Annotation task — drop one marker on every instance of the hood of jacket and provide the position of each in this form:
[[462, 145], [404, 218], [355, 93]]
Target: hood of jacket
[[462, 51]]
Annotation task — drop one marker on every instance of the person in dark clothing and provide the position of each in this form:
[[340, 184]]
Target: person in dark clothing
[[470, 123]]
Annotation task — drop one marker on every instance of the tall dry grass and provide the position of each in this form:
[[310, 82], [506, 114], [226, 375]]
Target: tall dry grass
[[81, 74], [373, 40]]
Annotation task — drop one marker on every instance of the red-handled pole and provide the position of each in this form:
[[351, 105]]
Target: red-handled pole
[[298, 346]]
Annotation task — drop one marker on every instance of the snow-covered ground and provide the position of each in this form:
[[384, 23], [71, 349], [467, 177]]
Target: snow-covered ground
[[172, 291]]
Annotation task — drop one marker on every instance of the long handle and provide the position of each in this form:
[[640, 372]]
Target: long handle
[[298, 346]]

---

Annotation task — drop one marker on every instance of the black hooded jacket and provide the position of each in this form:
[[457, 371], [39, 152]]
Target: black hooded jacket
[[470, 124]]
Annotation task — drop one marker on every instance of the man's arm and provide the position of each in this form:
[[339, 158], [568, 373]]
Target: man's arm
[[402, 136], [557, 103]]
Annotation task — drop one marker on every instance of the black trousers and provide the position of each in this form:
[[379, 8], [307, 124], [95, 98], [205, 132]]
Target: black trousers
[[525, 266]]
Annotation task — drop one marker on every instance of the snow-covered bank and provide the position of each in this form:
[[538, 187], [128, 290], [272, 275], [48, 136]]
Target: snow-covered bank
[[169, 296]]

#### [PROBLEM TO SOLVE]
Return each line of the rows above that contains the string "long".

#### [RESULT OF THIS TASK]
Annotation task — drop one marker on every instance of the long handle and provide the position of each in this form:
Target: long handle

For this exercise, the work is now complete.